Excerpted text:

══════════

Commutative Pattern Matching

Using Swift
1

I am currently working on building a simplifier for mathematical expressions. I want to find a way to match certain cases commutatively while still being able to bind values in patterns.

So... for a bit more insight into my problem.

I have an Expression enum:

enum Expression {
    indirect case add(Expression, Expression)
    indirect case subtract(Expression, Expression)
    indirect case multiply(Expression, Expression)
    indirect case divide(Expression, Expression)
    indirect case power(Expression, Expression)
    indirect case log(Expression, Expression)
    case x
    case n(Int)
}

extension Expression: Equatable {
    static func == (lhs: Expression, rhs: Expression) -> Bool {
        switch (lhs, rhs) {
        case let (.add(a, b), .add(c, d)) where a == c && b == d,
             let (.subtract(a, b), .subtract(c, d)) where a == c && b == d,
             let (.multiply(a, b), .multiply(c, d)) where a == c && b == d,
             let (.divide(a, b), .divide(c, d)) where a == c && b == d,
             let (.power(a, b), .power(c, d)) where a == c && b == d,
             let (.log(a, b), .log(c, d)) where a == c && b == d:
            return true
        case let (.n(a), .n(b)) where a == b:
            return true
        case (.x, .x):
            return true
        default:
            return false
        }
    }
}

I perform a lot of pattern matching on my Expression type. The commutativity of addition and multiplication would really help me to do things like collect like terms and also greatly reduce the quantity of cases I need to write.
For example, it would shorten:

case let .multiply(.add(a, b), .add(c, .log)),
     let .multiply(.add(a, b), .add(.log, c))
     let .multiply(.add(c, .log), .add(a, b)),
     let .multiply(.add(.log, c), .add(a, b)): //...

With:

case let .multiply(.add(a, b), .add(c, .log)): //...

First Attempt

I wanted to find a way to simplify and shorten all of my commutative cases, so I decided to make an ExpressionPattern enum and define an overload of the pattern matching operator ( ~= ).

══════════

Excerpted records:
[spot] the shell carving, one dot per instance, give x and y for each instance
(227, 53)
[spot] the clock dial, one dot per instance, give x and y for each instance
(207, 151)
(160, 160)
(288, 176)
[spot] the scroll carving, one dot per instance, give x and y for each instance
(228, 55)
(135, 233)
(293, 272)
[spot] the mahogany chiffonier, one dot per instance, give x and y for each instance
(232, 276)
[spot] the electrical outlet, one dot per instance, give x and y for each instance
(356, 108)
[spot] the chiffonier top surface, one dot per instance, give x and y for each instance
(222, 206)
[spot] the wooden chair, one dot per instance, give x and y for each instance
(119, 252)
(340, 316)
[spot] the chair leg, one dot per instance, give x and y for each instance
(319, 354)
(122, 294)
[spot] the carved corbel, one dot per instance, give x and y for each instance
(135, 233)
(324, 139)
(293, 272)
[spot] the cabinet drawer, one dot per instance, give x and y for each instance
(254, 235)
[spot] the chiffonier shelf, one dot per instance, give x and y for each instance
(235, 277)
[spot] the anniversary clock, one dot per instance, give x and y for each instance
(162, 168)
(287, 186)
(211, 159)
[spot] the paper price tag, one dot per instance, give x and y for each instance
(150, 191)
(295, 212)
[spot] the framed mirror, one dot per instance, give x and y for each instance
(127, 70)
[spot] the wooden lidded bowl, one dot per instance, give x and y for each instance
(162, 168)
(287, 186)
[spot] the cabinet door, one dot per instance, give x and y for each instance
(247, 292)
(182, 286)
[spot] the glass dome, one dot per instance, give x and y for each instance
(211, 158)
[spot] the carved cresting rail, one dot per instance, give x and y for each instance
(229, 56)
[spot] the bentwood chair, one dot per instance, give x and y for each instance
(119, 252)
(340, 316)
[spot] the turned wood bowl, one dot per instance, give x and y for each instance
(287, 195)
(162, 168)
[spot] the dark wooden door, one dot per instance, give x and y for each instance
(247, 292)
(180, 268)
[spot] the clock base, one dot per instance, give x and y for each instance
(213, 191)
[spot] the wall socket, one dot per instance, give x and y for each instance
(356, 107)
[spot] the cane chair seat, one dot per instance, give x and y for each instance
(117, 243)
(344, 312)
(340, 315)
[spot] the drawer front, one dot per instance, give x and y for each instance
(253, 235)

══════════

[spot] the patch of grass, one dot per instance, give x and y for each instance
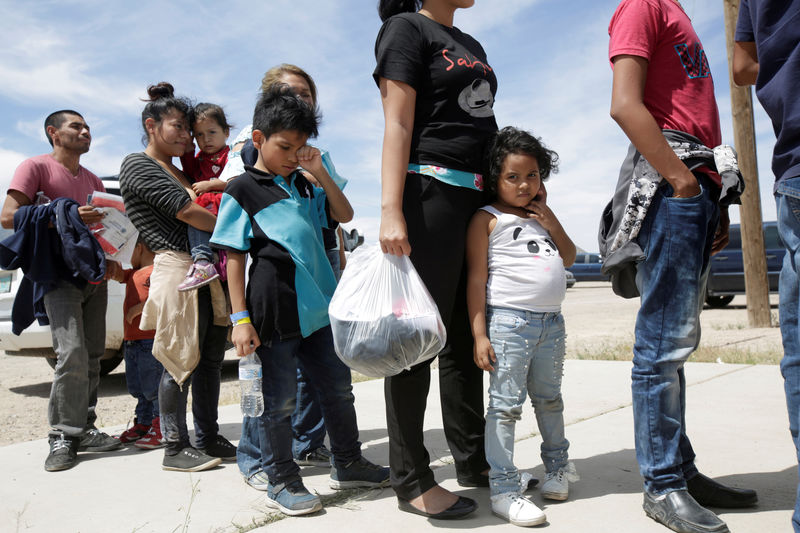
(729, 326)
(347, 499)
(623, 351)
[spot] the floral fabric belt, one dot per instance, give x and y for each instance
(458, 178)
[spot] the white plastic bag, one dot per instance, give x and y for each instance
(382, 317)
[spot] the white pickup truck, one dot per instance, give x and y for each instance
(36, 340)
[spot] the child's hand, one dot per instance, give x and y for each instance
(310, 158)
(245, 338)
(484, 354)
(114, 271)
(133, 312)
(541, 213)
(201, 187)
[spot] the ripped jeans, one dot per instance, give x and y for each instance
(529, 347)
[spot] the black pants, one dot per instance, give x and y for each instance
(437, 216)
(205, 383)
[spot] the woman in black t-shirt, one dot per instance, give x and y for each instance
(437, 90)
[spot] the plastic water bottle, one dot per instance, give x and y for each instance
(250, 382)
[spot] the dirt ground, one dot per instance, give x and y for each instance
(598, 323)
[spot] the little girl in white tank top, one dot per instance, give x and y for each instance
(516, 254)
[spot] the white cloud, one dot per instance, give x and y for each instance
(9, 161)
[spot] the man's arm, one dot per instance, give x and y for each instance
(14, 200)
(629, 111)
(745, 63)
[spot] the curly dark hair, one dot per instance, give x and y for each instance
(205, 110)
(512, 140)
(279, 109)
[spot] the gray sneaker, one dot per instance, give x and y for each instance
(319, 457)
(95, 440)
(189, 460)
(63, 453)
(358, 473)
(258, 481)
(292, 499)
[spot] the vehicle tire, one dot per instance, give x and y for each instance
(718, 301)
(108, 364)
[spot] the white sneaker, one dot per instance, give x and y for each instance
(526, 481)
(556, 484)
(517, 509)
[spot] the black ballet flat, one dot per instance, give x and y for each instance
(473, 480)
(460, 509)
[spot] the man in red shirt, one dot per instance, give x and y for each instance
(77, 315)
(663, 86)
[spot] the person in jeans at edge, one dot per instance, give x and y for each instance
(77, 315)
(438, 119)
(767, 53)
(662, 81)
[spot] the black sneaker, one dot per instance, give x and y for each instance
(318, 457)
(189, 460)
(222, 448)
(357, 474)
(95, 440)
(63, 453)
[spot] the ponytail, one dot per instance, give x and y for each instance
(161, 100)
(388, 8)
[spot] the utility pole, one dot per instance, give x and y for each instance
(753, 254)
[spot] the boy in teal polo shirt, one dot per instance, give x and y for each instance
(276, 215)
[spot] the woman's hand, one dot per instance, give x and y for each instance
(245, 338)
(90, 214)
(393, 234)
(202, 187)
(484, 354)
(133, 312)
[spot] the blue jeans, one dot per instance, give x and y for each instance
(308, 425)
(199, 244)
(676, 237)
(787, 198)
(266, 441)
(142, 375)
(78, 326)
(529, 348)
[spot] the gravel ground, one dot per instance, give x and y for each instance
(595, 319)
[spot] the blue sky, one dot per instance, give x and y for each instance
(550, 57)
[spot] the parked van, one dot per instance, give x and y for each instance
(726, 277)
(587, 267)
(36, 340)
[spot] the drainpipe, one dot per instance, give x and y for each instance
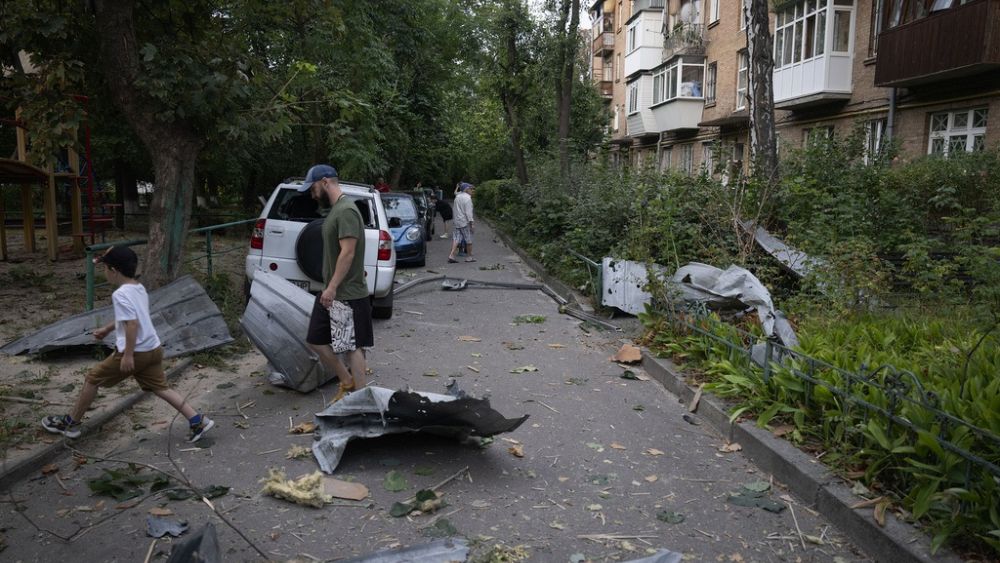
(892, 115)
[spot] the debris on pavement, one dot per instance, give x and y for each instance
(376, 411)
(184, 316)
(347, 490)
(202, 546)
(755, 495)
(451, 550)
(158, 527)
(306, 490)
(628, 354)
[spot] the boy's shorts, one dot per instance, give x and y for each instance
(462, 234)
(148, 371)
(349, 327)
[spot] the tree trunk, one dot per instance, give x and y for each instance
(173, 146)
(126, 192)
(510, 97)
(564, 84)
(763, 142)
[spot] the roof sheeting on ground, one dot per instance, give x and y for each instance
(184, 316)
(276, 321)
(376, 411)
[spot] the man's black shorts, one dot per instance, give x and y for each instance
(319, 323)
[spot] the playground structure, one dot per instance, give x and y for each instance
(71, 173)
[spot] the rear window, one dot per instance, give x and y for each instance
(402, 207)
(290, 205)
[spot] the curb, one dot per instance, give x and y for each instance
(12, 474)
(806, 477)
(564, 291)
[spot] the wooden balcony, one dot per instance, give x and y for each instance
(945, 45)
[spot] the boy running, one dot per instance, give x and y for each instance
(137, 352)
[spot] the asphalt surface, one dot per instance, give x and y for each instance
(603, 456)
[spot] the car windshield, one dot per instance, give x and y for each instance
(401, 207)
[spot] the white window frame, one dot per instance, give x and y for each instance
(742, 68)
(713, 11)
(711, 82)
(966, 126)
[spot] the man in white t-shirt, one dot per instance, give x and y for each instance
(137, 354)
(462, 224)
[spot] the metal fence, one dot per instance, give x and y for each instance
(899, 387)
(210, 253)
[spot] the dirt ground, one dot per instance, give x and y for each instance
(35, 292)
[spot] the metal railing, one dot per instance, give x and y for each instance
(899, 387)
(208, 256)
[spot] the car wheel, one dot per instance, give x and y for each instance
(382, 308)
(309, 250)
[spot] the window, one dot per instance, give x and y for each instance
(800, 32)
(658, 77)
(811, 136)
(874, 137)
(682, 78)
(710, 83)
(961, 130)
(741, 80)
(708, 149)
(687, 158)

══════════

Exercise set:
**a.** Duplicate the Swift pattern-matching post, starting at "I am currently" and ending at "case subtract(Expression, Expression)".
**b.** In the Swift pattern-matching post, what new enum did the writer decide to create in the first attempt?
Answer using only the Swift pattern-matching post, not the material.

Exercise solutions:
**a.**
I am currently working on building a simplifier for mathematical expressions. I want to find a way to match certain cases commutatively while still being able to bind values in patterns.

So... for a bit more insight into my problem.

I have an Expression enum:

enum Expression {
    indirect case add(Expression, Expression)
    indirect case subtract(Expression, Expression)

**b.** An ExpressionPattern enum.